**Work required:** Write out again only the lines running from the one that contains "Label: locomotive cab window" to the end of the records below, including both the first and the last.

**Data:**

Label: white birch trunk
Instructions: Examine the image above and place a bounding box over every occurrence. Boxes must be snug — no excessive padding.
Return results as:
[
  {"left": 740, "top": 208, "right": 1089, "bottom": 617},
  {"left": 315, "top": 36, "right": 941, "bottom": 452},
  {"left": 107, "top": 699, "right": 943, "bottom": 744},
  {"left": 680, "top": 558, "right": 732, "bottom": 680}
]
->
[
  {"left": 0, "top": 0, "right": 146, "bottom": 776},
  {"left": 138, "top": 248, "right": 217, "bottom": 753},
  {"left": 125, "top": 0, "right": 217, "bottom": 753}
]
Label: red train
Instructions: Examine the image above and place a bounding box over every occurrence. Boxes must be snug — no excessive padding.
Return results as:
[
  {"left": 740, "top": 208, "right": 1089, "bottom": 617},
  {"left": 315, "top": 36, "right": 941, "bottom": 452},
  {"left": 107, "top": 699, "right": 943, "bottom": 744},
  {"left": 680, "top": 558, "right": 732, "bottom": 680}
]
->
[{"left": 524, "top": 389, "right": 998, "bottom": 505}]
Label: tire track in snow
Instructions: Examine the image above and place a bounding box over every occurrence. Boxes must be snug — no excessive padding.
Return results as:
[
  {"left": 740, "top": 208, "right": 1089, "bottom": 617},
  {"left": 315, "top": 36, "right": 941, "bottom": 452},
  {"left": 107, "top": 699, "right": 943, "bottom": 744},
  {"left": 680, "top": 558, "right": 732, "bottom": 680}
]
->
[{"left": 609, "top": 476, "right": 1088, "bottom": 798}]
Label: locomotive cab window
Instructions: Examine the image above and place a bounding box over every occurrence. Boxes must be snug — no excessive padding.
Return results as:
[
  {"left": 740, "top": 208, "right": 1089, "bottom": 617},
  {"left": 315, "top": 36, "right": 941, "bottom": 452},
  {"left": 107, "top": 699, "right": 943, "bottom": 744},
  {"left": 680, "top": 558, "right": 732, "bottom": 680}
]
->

**Response:**
Label: locomotive cab window
Instructions: Examine the image above and place a bounding box over every occurrence. Boxes must be snug — no excessive padding.
Return results as:
[
  {"left": 740, "top": 208, "right": 1089, "bottom": 617},
  {"left": 315, "top": 36, "right": 941, "bottom": 452},
  {"left": 107, "top": 699, "right": 943, "bottom": 744},
  {"left": 680, "top": 558, "right": 732, "bottom": 680}
]
->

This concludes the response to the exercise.